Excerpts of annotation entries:
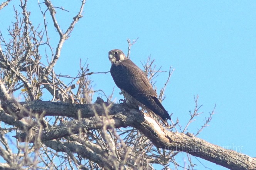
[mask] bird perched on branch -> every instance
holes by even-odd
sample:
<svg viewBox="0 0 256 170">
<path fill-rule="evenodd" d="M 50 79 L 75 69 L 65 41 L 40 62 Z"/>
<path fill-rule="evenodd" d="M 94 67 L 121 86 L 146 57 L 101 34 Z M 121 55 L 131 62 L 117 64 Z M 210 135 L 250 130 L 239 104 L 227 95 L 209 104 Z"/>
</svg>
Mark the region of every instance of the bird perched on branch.
<svg viewBox="0 0 256 170">
<path fill-rule="evenodd" d="M 143 72 L 120 50 L 109 52 L 108 58 L 112 64 L 111 75 L 128 103 L 153 112 L 168 126 L 167 120 L 171 117 L 157 98 L 157 92 Z"/>
</svg>

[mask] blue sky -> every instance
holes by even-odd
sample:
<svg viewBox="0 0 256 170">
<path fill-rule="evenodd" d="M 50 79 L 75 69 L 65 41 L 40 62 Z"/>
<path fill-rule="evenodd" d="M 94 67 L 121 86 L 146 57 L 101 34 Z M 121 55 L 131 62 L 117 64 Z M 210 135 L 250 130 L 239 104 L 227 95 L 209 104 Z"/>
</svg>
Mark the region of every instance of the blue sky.
<svg viewBox="0 0 256 170">
<path fill-rule="evenodd" d="M 78 12 L 80 1 L 72 4 L 68 0 L 51 1 L 70 11 L 56 10 L 57 18 L 65 30 Z M 3 35 L 14 20 L 14 3 L 0 11 Z M 32 23 L 42 23 L 42 18 L 37 13 L 37 1 L 30 1 L 28 8 Z M 196 132 L 216 104 L 210 126 L 198 137 L 222 146 L 242 147 L 242 153 L 256 157 L 255 9 L 256 1 L 253 0 L 88 0 L 84 17 L 65 43 L 56 71 L 75 76 L 80 58 L 84 62 L 88 59 L 92 71 L 109 71 L 108 51 L 118 48 L 127 53 L 127 39 L 139 37 L 131 53 L 135 64 L 141 68 L 140 61 L 151 55 L 162 70 L 168 71 L 170 66 L 175 69 L 163 102 L 173 113 L 172 118 L 178 117 L 185 126 L 189 111 L 194 108 L 193 96 L 198 94 L 204 114 L 189 131 Z M 52 24 L 49 20 L 48 24 L 50 28 Z M 58 35 L 54 29 L 49 31 L 51 42 L 56 46 Z M 158 77 L 158 89 L 167 76 L 164 73 Z M 91 78 L 94 89 L 101 89 L 108 95 L 115 86 L 109 73 L 92 75 Z M 119 91 L 116 87 L 116 101 L 122 97 Z M 94 98 L 98 96 L 101 96 L 96 94 Z M 226 169 L 200 161 L 212 169 Z M 196 160 L 194 163 L 199 165 L 198 169 L 204 168 Z"/>
</svg>

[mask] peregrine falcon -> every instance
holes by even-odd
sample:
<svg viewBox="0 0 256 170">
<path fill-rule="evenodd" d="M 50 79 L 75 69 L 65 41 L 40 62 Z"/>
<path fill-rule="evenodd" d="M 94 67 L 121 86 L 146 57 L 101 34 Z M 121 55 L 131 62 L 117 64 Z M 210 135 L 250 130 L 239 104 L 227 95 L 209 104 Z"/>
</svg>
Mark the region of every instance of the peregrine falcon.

JOB: Return the entries above line for line, leaving out the pictures.

EXERCISE OUTPUT:
[mask] bird perched on branch -> every instance
holes by even-odd
sample:
<svg viewBox="0 0 256 170">
<path fill-rule="evenodd" d="M 50 79 L 75 69 L 65 41 L 40 62 Z"/>
<path fill-rule="evenodd" d="M 94 67 L 121 86 L 146 57 L 101 34 Z M 121 55 L 131 62 L 117 64 Z M 210 135 L 250 130 L 239 104 L 227 95 L 209 104 Z"/>
</svg>
Mark the region of every instance of the bird perched on branch.
<svg viewBox="0 0 256 170">
<path fill-rule="evenodd" d="M 143 72 L 120 50 L 109 52 L 108 58 L 112 64 L 111 75 L 128 103 L 153 112 L 168 126 L 167 120 L 171 117 L 157 98 L 157 92 Z"/>
</svg>

[mask] blue sky -> every instance
holes by even-odd
sample:
<svg viewBox="0 0 256 170">
<path fill-rule="evenodd" d="M 50 79 L 75 69 L 65 41 L 40 62 Z"/>
<path fill-rule="evenodd" d="M 94 67 L 121 86 L 146 57 L 101 34 Z M 121 55 L 131 62 L 117 64 Z M 210 135 L 250 130 L 239 104 L 227 95 L 209 104 Z"/>
</svg>
Mark the region of every instance of the blue sky.
<svg viewBox="0 0 256 170">
<path fill-rule="evenodd" d="M 78 12 L 80 1 L 72 4 L 68 0 L 51 1 L 70 11 L 56 10 L 57 18 L 65 30 Z M 3 35 L 14 20 L 14 3 L 0 11 Z M 32 23 L 42 23 L 42 18 L 37 13 L 37 1 L 30 1 L 28 8 Z M 196 132 L 216 104 L 210 126 L 198 137 L 222 146 L 242 147 L 242 153 L 256 157 L 255 9 L 256 1 L 253 0 L 88 0 L 84 17 L 65 43 L 56 71 L 75 76 L 80 58 L 84 62 L 88 59 L 92 71 L 109 71 L 108 51 L 118 48 L 127 53 L 127 39 L 139 37 L 131 53 L 135 64 L 141 68 L 140 61 L 151 55 L 162 70 L 168 71 L 170 66 L 175 69 L 163 102 L 173 113 L 172 118 L 178 117 L 185 126 L 189 111 L 194 108 L 193 96 L 198 94 L 204 114 L 189 131 Z M 52 24 L 49 20 L 48 24 L 50 28 Z M 58 35 L 54 29 L 49 31 L 51 42 L 56 46 Z M 158 77 L 158 89 L 167 76 L 164 73 Z M 91 78 L 94 89 L 101 89 L 108 95 L 115 86 L 109 73 L 92 75 Z M 119 91 L 116 87 L 116 101 L 122 97 Z M 94 98 L 98 96 L 101 96 L 96 94 Z M 226 169 L 200 161 L 212 169 Z M 196 160 L 194 163 L 199 165 L 198 169 L 204 168 Z"/>
</svg>

[mask] peregrine falcon -> every instance
holes by even-odd
sample:
<svg viewBox="0 0 256 170">
<path fill-rule="evenodd" d="M 50 79 L 75 69 L 65 41 L 40 62 Z"/>
<path fill-rule="evenodd" d="M 94 67 L 121 86 L 146 57 L 101 34 Z M 121 55 L 131 62 L 117 64 Z M 210 135 L 250 130 L 239 104 L 227 95 L 209 104 Z"/>
</svg>
Mark the region of every instance of the peregrine falcon.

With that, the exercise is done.